[Reading text]
.....
# Sunday's Show and Tell ... 10/30/22



## jd56 (Oct 30, 2022)

Happy Halloween everyone.
Be safe out there.

Let's see what classics you have found from the last week.
Whether it be bike related or not.
Please include pictures as we do love pictures!


----------



## oldfart36 (Oct 30, 2022)

OK, I'll go 1st!
FINALLY!!
As Found, original owner survivor, 1951 Monark Super Deluxe, Forest Green and Cream, with the deep fenders and Monark pedals. Been looking for one of these for quite a while (hard to find color). This one came out of Nebraska, a new friend found it and contacted me a while back, we met Wednesday for pick up. Thanks so much (you know who you are).
Now it's time for lots of TLC, cleaning, tires, and it will go into my collection!


----------



## buck hughes (Oct 30, 2022)

bought a light for the Hickory.


----------



## catfish (Oct 30, 2022)

Found this close to home.


----------



## vincev (Oct 30, 2022)

Finally found a better fork and very nice head badge for my White Corvette.......now to dig out the correct headlight in my parts stuff.....


----------



## Lonestar (Oct 30, 2022)
.....
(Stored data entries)
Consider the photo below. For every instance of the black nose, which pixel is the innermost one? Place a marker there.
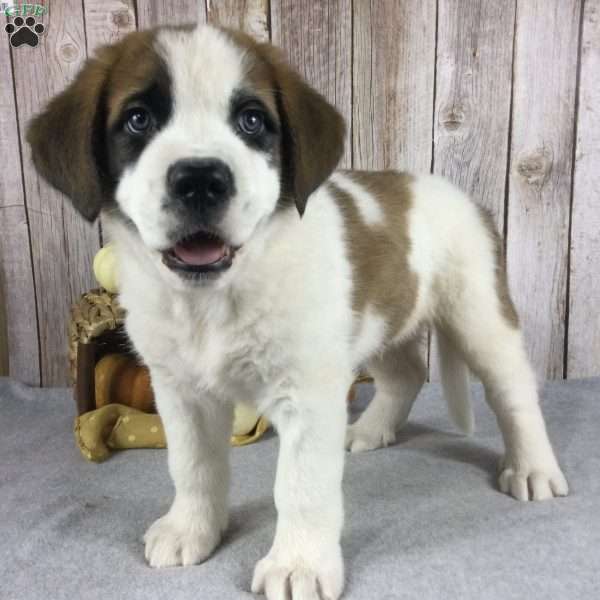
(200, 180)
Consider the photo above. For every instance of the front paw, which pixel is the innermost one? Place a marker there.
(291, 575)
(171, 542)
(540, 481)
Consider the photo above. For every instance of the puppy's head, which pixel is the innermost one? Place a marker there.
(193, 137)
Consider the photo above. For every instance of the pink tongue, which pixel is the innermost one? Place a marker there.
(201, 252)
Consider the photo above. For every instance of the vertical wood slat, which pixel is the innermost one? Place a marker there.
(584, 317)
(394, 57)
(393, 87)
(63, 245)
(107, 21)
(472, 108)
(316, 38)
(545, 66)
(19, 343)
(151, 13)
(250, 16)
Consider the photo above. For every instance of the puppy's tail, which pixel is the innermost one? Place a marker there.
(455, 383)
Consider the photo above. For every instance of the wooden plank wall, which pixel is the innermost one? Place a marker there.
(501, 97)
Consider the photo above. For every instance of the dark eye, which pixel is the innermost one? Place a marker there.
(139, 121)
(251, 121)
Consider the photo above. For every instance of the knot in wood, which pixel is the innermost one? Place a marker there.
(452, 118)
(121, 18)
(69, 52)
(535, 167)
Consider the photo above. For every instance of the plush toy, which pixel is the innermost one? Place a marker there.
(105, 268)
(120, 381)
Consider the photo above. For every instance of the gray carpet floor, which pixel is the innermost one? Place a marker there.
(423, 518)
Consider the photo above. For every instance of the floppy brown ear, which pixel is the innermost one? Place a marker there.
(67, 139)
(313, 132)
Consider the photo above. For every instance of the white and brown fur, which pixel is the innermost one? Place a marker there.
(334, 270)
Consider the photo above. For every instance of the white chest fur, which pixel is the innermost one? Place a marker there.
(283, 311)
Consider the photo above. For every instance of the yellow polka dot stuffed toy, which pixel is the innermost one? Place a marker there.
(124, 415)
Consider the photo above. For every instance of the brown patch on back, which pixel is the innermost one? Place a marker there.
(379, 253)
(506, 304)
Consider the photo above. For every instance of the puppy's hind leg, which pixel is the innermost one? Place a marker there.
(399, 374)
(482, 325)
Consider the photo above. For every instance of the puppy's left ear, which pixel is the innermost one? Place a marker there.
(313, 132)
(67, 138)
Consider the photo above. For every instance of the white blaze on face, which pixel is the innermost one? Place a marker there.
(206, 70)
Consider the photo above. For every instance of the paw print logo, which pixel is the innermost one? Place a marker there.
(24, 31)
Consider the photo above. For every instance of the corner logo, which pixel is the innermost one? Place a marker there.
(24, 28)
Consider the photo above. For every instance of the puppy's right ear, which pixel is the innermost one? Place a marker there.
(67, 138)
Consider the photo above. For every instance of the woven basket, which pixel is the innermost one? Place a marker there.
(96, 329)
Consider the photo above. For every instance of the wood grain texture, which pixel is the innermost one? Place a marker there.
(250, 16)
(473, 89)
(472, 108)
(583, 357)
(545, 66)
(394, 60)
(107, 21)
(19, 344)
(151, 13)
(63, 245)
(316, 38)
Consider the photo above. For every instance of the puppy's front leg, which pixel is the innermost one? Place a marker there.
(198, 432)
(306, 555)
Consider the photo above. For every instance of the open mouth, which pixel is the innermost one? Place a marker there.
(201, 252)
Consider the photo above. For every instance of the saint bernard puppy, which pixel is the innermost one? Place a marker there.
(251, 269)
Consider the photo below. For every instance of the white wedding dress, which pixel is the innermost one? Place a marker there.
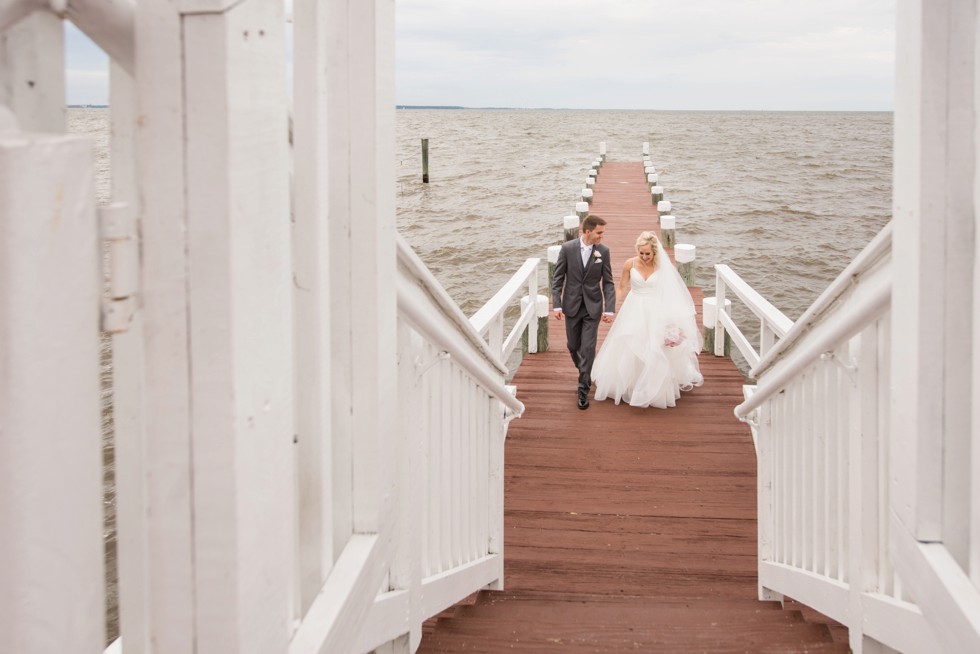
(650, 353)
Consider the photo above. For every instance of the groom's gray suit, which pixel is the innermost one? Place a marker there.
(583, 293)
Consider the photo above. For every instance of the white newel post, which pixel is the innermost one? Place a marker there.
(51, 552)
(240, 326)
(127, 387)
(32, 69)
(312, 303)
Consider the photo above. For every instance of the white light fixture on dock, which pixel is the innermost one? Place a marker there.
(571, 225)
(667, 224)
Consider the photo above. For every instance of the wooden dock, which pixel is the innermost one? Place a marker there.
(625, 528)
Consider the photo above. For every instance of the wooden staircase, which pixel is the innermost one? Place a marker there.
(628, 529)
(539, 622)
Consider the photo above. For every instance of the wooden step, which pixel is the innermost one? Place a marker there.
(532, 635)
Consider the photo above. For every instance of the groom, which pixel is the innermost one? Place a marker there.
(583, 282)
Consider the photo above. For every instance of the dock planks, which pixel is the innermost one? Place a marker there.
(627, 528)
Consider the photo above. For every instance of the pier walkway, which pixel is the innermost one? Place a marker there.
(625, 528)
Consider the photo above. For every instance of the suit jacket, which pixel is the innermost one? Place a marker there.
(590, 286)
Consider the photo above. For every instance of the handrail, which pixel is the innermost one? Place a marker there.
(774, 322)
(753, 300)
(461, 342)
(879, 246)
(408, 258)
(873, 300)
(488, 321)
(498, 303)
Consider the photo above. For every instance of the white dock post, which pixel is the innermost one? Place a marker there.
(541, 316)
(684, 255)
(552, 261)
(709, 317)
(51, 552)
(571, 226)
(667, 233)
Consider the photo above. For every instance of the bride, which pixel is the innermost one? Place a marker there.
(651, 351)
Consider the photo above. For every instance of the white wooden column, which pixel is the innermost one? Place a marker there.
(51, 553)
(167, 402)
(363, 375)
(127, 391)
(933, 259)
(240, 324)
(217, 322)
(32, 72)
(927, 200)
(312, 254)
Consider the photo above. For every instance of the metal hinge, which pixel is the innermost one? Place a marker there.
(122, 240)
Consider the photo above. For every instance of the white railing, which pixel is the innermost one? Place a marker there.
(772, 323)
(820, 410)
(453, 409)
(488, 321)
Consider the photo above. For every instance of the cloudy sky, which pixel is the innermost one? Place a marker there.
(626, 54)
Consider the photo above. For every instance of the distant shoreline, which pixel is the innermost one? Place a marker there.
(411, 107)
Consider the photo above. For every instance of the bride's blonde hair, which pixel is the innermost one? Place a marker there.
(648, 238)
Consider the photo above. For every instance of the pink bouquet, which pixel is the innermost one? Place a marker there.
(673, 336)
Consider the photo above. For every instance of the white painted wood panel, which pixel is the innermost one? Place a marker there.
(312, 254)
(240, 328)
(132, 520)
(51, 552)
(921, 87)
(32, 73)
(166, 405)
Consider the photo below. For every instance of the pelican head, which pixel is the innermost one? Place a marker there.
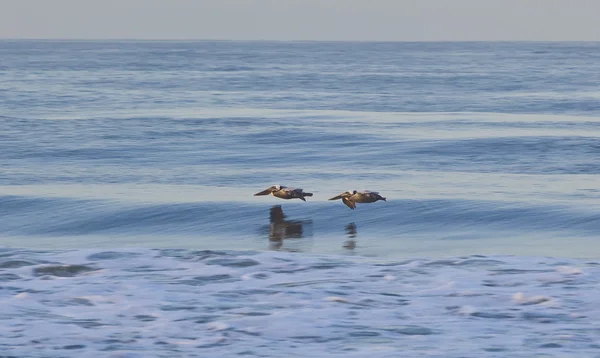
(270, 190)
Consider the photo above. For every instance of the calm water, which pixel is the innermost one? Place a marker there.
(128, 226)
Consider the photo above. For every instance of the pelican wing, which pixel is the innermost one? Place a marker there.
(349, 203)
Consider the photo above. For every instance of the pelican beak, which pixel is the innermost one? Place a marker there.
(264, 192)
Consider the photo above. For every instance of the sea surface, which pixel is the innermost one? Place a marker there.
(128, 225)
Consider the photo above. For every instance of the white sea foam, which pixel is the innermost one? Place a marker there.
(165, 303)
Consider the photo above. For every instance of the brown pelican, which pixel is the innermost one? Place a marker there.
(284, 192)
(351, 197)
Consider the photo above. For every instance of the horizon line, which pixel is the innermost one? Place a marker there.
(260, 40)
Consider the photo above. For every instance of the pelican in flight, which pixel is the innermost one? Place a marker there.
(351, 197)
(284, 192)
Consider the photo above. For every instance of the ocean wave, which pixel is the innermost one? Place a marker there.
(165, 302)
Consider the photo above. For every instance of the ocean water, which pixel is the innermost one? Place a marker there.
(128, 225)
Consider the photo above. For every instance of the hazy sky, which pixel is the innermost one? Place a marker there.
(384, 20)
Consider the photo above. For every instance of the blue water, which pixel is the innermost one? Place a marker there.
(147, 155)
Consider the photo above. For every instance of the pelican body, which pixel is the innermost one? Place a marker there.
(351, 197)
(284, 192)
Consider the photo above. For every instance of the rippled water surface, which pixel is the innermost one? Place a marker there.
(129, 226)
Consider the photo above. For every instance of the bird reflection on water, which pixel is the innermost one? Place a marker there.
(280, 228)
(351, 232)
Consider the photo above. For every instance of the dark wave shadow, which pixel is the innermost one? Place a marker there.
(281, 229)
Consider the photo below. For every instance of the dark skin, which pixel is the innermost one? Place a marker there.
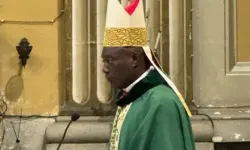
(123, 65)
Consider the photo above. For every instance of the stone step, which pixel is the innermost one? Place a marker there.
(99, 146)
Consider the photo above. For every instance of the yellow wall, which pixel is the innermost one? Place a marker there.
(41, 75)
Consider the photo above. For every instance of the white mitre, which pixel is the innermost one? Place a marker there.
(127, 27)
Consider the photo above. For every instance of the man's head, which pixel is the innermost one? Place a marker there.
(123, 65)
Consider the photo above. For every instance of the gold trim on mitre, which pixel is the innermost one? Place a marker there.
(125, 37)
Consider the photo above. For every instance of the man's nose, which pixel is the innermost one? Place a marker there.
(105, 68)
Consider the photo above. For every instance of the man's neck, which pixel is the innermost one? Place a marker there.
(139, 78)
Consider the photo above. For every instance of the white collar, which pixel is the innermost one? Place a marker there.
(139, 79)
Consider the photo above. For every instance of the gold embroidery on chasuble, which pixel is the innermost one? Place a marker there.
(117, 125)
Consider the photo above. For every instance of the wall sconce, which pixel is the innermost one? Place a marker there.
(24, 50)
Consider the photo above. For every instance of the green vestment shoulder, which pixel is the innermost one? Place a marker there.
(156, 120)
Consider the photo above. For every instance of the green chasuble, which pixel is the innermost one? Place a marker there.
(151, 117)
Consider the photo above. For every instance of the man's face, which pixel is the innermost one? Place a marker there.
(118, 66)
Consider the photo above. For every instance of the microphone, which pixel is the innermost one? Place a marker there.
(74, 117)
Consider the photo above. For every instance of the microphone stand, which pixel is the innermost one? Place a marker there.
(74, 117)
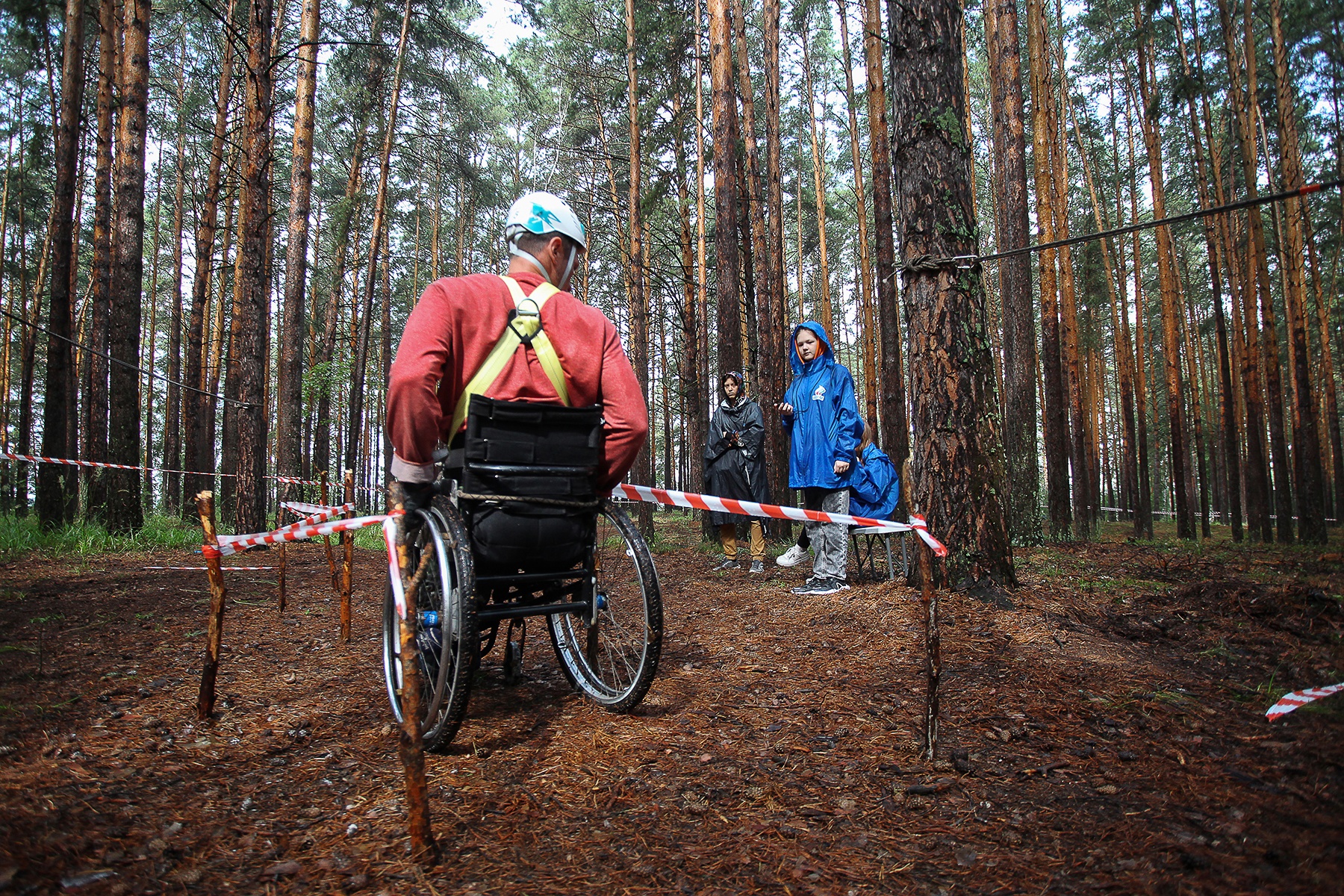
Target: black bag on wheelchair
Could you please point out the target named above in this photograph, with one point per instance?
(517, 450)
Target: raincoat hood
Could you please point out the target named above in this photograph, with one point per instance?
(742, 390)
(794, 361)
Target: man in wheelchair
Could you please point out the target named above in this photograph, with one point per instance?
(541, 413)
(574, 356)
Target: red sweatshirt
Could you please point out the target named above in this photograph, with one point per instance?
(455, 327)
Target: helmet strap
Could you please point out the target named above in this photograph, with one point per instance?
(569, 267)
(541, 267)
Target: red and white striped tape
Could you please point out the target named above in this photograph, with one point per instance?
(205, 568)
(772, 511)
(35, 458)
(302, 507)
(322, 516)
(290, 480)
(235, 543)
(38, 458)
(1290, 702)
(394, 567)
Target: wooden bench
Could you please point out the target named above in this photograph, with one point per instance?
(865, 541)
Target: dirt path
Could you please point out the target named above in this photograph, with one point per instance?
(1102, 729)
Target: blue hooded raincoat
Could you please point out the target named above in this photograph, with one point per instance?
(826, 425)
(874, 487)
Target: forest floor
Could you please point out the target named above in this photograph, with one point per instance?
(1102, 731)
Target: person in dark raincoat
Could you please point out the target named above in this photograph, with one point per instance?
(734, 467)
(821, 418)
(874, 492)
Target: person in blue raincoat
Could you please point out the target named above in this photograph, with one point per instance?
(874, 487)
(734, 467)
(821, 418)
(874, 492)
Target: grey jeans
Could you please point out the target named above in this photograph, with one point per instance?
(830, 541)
.....
[Task requirements]
1) Pick out and copy every line of the records that contains the string "bride".
2) Carry the forum thread on weekly bicycle finds forward from its last line.

[Response list]
1)
Consider the photo above. For every instance of the bride, which pixel is the innermost one? Place a marker there.
Consider the photo above. For every instance of the bride's blonde hair, which pixel is the innermost one? Place a marker there.

2)
This reflector from a really cool CABER!





A neat little alignment tool to install star fangled nuts in the fork tube of 1 1/8" threadless forks...
Works like a champ!







& this State bicycle Company Lightning Bolt Grateful Dead 27.5" cruiser...they call it a Klunker, but ...I call it a Cruiser...





















Happy Sunday Yall! 😎



🎃


----------



## rollfaster (Oct 30, 2022)

Got these hard to find new repop Schwinn Westwinds from a friend this week.


----------



## Glenn Rhein (Oct 30, 2022)




----------



## Jesse McCauley (Oct 30, 2022)

A few exciting pieces came home to me this week- 
First is a 1:1 ratio schematic of a fluid drive chainless bicycle that requires more research to properly identify / narrow down but exciting.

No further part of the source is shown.